(Stored entries)
++++++++++++++++++++

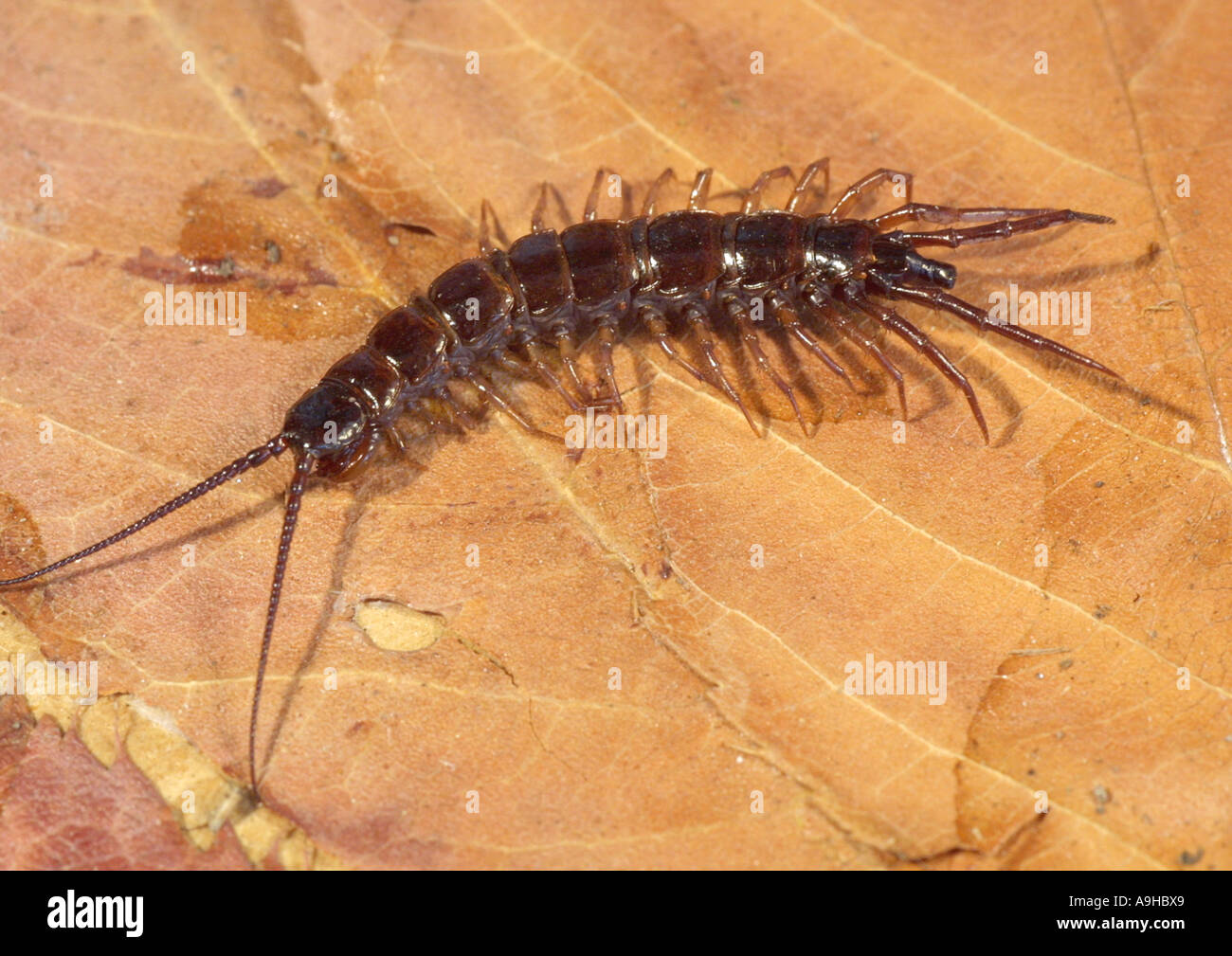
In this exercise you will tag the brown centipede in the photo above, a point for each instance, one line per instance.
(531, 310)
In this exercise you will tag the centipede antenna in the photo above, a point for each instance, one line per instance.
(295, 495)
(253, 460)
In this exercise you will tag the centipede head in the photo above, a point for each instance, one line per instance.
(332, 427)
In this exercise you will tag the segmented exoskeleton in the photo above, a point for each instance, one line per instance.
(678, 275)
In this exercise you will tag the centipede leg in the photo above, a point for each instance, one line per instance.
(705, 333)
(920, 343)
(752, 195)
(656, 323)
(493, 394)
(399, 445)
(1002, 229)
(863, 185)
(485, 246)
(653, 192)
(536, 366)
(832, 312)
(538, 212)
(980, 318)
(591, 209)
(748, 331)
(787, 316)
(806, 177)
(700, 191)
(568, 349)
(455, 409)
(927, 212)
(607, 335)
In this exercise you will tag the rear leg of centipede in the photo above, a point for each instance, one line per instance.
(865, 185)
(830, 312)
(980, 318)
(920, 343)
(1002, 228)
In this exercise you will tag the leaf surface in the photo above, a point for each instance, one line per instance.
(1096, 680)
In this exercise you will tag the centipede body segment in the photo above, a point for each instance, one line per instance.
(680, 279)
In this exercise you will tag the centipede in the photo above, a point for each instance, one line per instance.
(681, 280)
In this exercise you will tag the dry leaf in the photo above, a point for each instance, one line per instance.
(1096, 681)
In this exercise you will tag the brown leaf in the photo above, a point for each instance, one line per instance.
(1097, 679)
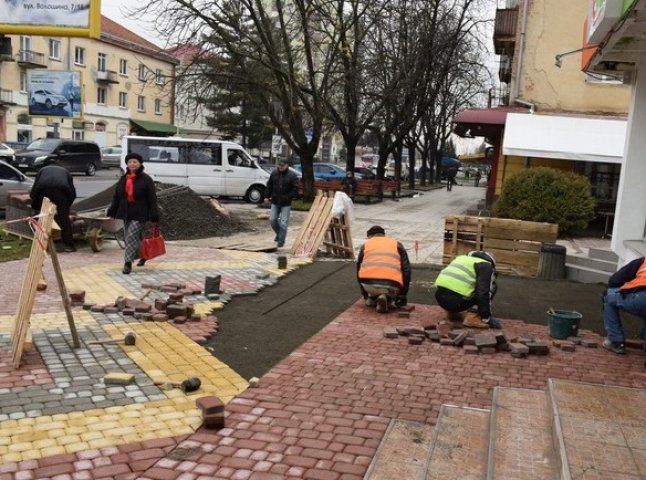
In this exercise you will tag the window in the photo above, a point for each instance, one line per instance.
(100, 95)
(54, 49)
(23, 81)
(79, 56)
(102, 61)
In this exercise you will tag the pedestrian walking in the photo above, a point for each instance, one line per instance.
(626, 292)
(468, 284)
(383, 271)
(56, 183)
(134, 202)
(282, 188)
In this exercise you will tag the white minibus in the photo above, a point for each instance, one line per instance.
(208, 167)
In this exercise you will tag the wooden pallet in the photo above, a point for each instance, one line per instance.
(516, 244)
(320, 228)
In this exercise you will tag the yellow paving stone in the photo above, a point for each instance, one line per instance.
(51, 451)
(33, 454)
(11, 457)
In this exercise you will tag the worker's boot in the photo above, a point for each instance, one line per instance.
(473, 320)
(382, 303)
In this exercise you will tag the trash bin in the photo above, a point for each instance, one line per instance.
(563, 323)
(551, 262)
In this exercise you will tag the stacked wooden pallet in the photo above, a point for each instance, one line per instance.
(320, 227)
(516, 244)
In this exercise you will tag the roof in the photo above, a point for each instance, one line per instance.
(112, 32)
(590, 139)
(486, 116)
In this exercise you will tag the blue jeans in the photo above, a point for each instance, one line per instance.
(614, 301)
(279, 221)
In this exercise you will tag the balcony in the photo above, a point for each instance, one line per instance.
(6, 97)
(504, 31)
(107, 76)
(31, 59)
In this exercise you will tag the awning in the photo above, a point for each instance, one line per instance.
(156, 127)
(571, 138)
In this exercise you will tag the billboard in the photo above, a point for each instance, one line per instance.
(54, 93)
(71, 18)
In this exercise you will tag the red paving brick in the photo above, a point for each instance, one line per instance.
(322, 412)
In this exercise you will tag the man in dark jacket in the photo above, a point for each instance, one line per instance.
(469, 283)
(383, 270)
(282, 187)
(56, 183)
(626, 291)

++++++++++++++++++++

OBJECTIVE:
Convert all of the records above into a numbered list with one item per line, skipping any blank lines. Leave the pictures out of the list.

EXERCISE SOLUTION:
1. In this exercise you will tag the brown centipede in the photo above, a point for each instance, one line per instance.
2. (531, 310)
3. In this exercise you will tag the centipede antenna in the photo above, a point for each instance, one line per instance.
4. (295, 495)
5. (253, 460)
6. In this exercise you will tag the centipede head in the photo above, a point for each instance, one line per instance.
7. (332, 427)
8. In this exercise you will tag the segmented exoskeleton in the photo above, a point for each instance, one line per instance.
9. (678, 275)
10. In this exercise you will tag the centipede leg in the photo above, a point for each instance, one line per instance.
11. (705, 333)
12. (920, 343)
13. (752, 195)
14. (656, 323)
15. (493, 394)
16. (399, 445)
17. (1002, 229)
18. (863, 185)
19. (485, 246)
20. (653, 192)
21. (536, 366)
22. (832, 312)
23. (538, 212)
24. (980, 318)
25. (591, 209)
26. (748, 331)
27. (787, 316)
28. (806, 177)
29. (700, 191)
30. (568, 349)
31. (455, 409)
32. (927, 212)
33. (607, 335)
34. In this exercise you will tag the rear leg of centipede in the photo above, a point for each instance, one line per instance.
35. (865, 185)
36. (830, 312)
37. (980, 318)
38. (920, 343)
39. (1002, 228)
40. In this exercise you will tag the leaf surface in the photo above, a point for each instance, one line per instance.
41. (1096, 680)
42. In this exercise you will tag the centipede body segment in the photo above, a point for each instance, one line per instance.
43. (680, 279)
44. In this exercise you will tag the centipede in the photo above, a point for each instance, one line per instance.
45. (681, 280)
46. In this exercise you will tag the dry leaf in the photo above, a point for each instance, one line per instance.
47. (1096, 681)
48. In this exercise you will tag the brown leaf in the photo above, a point for each instance, one line per instance.
49. (1097, 679)
50. In this exercise you will tag the window in the photo above, a point for each instance, one line per instance.
51. (100, 95)
52. (54, 49)
53. (23, 81)
54. (79, 56)
55. (102, 61)
56. In this exercise you will tag the pedestrian walking in the photo above, a point for each instance, one line per instance.
57. (626, 292)
58. (468, 284)
59. (383, 271)
60. (56, 183)
61. (134, 202)
62. (282, 188)
63. In this exercise you will tag the white minibus in the photo above, a point for each instance, one line per instance.
64. (208, 167)
65. In this exercise you will tag the wooden pallet in the photo above, a point for each instance, one line per instance.
66. (516, 244)
67. (320, 228)
68. In this exercise you will tag the yellow paving stone in the photo above, a point for each instance, one line per instance.
69. (51, 451)
70. (33, 454)
71. (11, 457)
72. In this exercise you will tag the worker's boot in the photo above, a point for each instance, one line per instance.
73. (473, 320)
74. (382, 303)
75. In this exercise you will tag the trash bin in the photo above, a point for each instance, one line per instance.
76. (563, 323)
77. (551, 262)
78. In this exercise you will tag the stacked wooden pallet in the photo above, a point for each instance, one line per instance.
79. (320, 227)
80. (516, 244)
81. In this exercise you will tag the roof in the photo above, a point for each instance, one line per instance.
82. (112, 32)
83. (590, 139)
84. (486, 116)
85. In this exercise you will tag the blue jeans in the photo above, a point for each instance, one line per instance.
86. (614, 301)
87. (279, 221)
88. In this exercise you will tag the balcony in the photo above, a point for each instance, one line per instance.
89. (6, 97)
90. (504, 31)
91. (107, 76)
92. (31, 59)
93. In this exercise you will tag the awning in the photo above, a point for each instance, one line per instance.
94. (156, 127)
95. (571, 138)
96. In this exercise you will tag the billboard in the photo above, a point for each instance, one line per instance.
97. (54, 93)
98. (71, 18)
99. In this exercise you will tag the red paving brick in the photo above, a point for each instance, one line per instance.
100. (322, 412)
101. In this exercise you will tag the man in dark jacket in the photo above, a point for each instance, one line per instance.
102. (469, 283)
103. (383, 270)
104. (282, 187)
105. (56, 183)
106. (626, 291)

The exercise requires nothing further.